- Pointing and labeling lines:
:::::

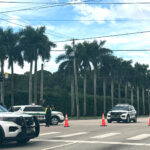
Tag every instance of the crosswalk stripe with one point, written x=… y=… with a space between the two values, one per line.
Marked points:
x=49 y=133
x=73 y=134
x=104 y=135
x=139 y=137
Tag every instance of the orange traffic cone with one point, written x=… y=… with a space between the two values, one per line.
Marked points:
x=149 y=121
x=103 y=120
x=66 y=121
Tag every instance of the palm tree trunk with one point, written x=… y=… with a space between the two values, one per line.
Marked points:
x=72 y=97
x=41 y=86
x=138 y=101
x=104 y=92
x=143 y=98
x=30 y=83
x=95 y=100
x=119 y=91
x=35 y=82
x=12 y=84
x=149 y=101
x=131 y=95
x=84 y=113
x=76 y=84
x=2 y=83
x=126 y=92
x=112 y=92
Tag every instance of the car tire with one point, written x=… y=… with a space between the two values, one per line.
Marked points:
x=109 y=121
x=135 y=119
x=23 y=141
x=128 y=119
x=54 y=120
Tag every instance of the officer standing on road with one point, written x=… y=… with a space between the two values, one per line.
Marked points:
x=48 y=115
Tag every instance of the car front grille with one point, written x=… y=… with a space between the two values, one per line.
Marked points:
x=115 y=114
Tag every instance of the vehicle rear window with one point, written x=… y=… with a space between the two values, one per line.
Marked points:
x=34 y=109
x=121 y=108
x=16 y=108
x=2 y=109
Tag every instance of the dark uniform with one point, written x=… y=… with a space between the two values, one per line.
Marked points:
x=48 y=116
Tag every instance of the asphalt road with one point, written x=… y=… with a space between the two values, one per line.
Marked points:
x=89 y=135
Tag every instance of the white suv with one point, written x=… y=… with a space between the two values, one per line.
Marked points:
x=17 y=127
x=39 y=112
x=122 y=112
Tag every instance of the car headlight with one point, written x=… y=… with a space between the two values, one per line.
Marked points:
x=1 y=119
x=60 y=113
x=124 y=113
x=109 y=113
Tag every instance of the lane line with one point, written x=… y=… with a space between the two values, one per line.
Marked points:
x=58 y=146
x=73 y=134
x=49 y=133
x=94 y=142
x=139 y=137
x=105 y=135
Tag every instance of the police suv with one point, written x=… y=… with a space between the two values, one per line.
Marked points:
x=17 y=127
x=122 y=112
x=39 y=112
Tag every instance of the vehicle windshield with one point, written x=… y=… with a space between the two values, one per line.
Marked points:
x=2 y=109
x=121 y=107
x=34 y=109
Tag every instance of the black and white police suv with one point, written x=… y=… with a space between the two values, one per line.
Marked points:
x=122 y=112
x=39 y=112
x=17 y=127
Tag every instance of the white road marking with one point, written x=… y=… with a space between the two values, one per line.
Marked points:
x=104 y=135
x=73 y=134
x=94 y=142
x=57 y=146
x=48 y=133
x=139 y=137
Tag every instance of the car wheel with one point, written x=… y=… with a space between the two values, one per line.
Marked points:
x=1 y=139
x=109 y=121
x=54 y=120
x=135 y=119
x=22 y=141
x=1 y=135
x=128 y=119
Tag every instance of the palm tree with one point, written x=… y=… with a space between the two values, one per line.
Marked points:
x=14 y=55
x=67 y=67
x=43 y=50
x=96 y=53
x=140 y=74
x=28 y=43
x=84 y=67
x=3 y=57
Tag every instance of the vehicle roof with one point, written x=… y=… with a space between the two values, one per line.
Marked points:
x=122 y=105
x=27 y=106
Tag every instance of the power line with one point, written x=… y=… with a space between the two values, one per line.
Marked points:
x=107 y=36
x=50 y=33
x=104 y=3
x=75 y=20
x=135 y=50
x=65 y=4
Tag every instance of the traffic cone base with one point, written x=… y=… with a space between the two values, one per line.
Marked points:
x=103 y=121
x=66 y=121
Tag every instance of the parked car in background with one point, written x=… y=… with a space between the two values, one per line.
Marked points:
x=39 y=112
x=122 y=112
x=17 y=126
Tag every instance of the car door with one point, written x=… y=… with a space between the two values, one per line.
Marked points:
x=130 y=112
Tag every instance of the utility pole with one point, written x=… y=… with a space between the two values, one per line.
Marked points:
x=76 y=81
x=41 y=90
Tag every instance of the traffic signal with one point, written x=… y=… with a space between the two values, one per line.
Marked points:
x=1 y=77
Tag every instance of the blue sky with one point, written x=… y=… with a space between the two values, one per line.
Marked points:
x=85 y=20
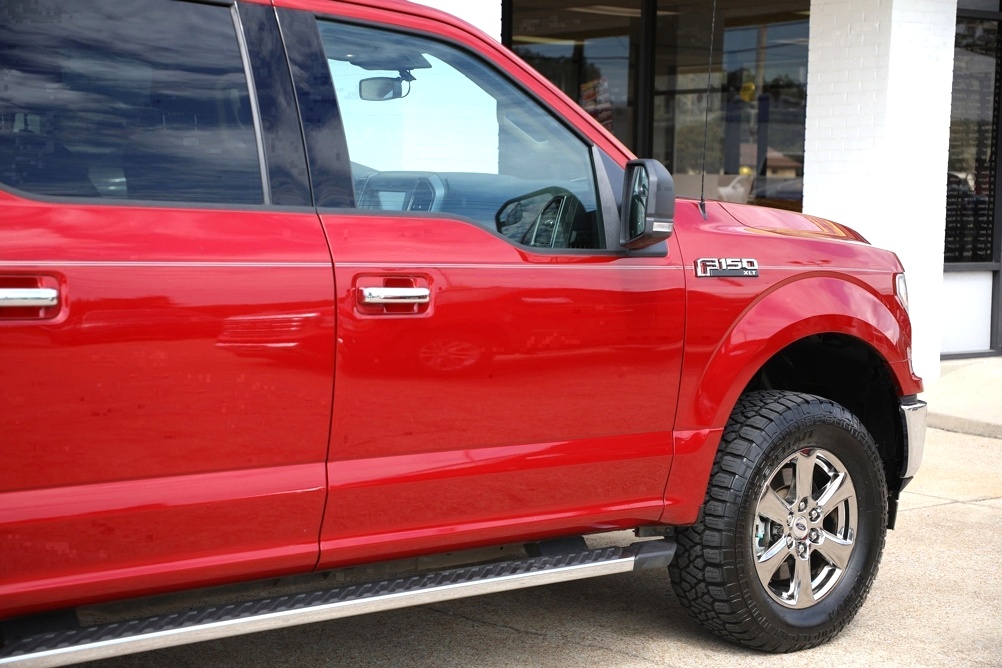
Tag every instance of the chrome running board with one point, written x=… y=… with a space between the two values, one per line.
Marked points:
x=64 y=647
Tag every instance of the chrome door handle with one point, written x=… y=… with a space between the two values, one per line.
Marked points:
x=17 y=297
x=376 y=295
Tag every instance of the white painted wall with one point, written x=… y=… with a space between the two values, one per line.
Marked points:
x=967 y=298
x=880 y=79
x=484 y=14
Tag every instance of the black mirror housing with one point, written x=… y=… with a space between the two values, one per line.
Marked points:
x=648 y=204
x=379 y=88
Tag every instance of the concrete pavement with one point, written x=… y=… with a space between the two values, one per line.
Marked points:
x=968 y=397
x=935 y=602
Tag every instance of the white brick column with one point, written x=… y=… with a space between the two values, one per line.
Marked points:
x=880 y=76
x=480 y=13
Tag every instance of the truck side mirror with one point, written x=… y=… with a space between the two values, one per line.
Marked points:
x=648 y=204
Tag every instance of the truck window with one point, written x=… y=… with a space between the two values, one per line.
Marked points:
x=432 y=128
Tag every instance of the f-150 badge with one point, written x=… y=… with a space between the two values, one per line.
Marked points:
x=738 y=267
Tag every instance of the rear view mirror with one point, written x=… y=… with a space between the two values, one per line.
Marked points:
x=380 y=88
x=648 y=204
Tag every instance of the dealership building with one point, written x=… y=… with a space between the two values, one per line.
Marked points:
x=882 y=114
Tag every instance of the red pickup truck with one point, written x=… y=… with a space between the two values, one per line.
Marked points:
x=299 y=286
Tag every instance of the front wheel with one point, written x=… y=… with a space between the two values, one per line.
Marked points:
x=793 y=527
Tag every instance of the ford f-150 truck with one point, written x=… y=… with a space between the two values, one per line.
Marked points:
x=293 y=287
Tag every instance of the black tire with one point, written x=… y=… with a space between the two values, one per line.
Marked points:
x=720 y=572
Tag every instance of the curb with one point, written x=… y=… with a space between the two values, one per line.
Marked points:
x=964 y=426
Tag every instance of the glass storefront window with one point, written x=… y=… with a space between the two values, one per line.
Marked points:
x=971 y=171
x=756 y=108
x=755 y=113
x=589 y=51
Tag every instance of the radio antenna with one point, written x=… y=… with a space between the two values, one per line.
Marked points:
x=705 y=119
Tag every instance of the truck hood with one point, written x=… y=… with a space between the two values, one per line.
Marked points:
x=790 y=223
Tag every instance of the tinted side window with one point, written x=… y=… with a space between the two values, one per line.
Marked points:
x=132 y=100
x=431 y=128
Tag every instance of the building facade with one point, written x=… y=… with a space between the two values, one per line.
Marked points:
x=882 y=114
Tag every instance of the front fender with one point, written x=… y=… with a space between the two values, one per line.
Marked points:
x=713 y=381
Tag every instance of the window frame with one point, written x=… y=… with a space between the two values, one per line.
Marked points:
x=606 y=203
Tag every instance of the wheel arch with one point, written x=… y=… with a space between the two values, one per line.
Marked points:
x=824 y=336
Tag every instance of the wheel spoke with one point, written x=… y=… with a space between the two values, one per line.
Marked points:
x=802 y=586
x=836 y=550
x=838 y=490
x=805 y=474
x=773 y=507
x=771 y=560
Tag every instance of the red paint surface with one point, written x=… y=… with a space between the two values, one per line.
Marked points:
x=167 y=425
x=145 y=429
x=561 y=420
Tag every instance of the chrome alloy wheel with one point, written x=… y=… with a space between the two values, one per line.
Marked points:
x=805 y=529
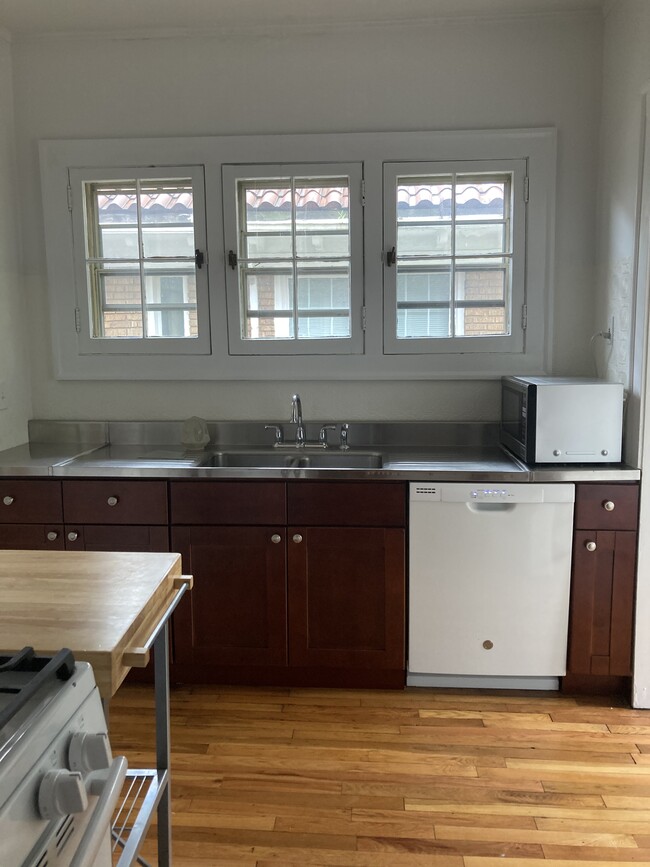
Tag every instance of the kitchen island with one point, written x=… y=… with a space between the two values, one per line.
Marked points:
x=110 y=609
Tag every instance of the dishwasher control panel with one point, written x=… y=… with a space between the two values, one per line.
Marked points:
x=463 y=492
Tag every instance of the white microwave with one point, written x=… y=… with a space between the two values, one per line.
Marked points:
x=562 y=420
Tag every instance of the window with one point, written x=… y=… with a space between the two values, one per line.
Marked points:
x=366 y=256
x=455 y=266
x=141 y=285
x=293 y=242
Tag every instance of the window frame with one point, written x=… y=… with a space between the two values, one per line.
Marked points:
x=373 y=149
x=238 y=345
x=145 y=345
x=514 y=342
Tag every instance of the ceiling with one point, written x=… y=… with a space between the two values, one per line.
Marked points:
x=28 y=18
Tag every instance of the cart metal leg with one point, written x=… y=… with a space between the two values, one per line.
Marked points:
x=161 y=690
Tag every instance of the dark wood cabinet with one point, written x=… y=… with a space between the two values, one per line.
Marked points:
x=31 y=514
x=602 y=586
x=236 y=614
x=346 y=599
x=294 y=583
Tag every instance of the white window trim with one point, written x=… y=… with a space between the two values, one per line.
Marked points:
x=537 y=146
x=159 y=346
x=510 y=344
x=303 y=347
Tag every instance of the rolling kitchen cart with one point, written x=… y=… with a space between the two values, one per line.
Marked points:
x=111 y=610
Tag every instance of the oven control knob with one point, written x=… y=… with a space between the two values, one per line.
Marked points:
x=61 y=793
x=89 y=751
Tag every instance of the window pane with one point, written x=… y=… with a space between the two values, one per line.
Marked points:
x=171 y=303
x=480 y=198
x=160 y=215
x=423 y=323
x=429 y=239
x=268 y=328
x=266 y=229
x=306 y=281
x=322 y=218
x=323 y=326
x=480 y=238
x=424 y=286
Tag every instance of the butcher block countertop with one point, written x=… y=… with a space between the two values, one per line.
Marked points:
x=104 y=606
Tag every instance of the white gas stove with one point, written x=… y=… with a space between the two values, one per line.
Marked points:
x=59 y=782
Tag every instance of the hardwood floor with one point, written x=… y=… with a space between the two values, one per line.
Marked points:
x=268 y=777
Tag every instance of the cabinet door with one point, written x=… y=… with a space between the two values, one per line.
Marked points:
x=236 y=612
x=32 y=537
x=602 y=594
x=346 y=597
x=95 y=537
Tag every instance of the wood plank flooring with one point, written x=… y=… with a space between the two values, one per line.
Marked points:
x=334 y=778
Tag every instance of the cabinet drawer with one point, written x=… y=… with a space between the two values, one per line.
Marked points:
x=228 y=503
x=115 y=502
x=30 y=502
x=606 y=507
x=32 y=537
x=347 y=504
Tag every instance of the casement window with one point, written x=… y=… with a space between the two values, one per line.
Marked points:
x=293 y=238
x=139 y=235
x=417 y=255
x=455 y=257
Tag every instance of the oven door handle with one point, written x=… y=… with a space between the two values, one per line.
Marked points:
x=100 y=824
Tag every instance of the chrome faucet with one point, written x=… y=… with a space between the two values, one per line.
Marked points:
x=296 y=418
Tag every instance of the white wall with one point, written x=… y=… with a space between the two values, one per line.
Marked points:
x=621 y=234
x=502 y=73
x=14 y=375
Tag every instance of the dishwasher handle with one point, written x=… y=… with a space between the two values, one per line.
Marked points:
x=484 y=507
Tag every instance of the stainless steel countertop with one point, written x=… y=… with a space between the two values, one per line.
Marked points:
x=416 y=451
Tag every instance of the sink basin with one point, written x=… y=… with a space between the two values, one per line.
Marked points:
x=296 y=460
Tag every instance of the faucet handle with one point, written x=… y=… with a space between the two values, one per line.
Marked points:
x=322 y=436
x=279 y=434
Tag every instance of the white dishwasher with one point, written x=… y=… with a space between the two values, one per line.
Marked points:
x=489 y=579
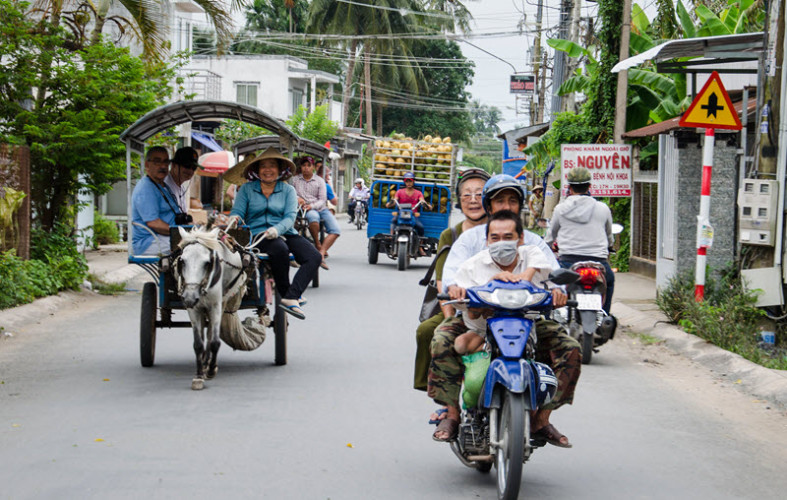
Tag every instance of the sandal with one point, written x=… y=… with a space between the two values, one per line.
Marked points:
x=448 y=425
x=552 y=436
x=293 y=310
x=437 y=417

:::::

- What to do:
Copy out the lines from the one containing "Tag every instance of the sink" up to and including the final line, requests included, shifting every point coordinate up by 47. Leave the pictures out.

- Correct result:
Tag every instance of the sink basin with one point, written x=… y=… with a space between the two values, one per line.
Marked points:
x=343 y=507
Tag every instance of the faucet handle with one point, written x=… y=… with a space between the two values, one per line.
Marked points:
x=369 y=483
x=326 y=481
Tag every instance of the white dishwasher with one point, written x=… y=… with a space between the two values, one per line.
Marked points:
x=536 y=626
Tag every instance of the sandal with one point, written x=… y=… with a space between the two values, one per line.
Marked points:
x=495 y=472
x=599 y=483
x=340 y=357
x=484 y=464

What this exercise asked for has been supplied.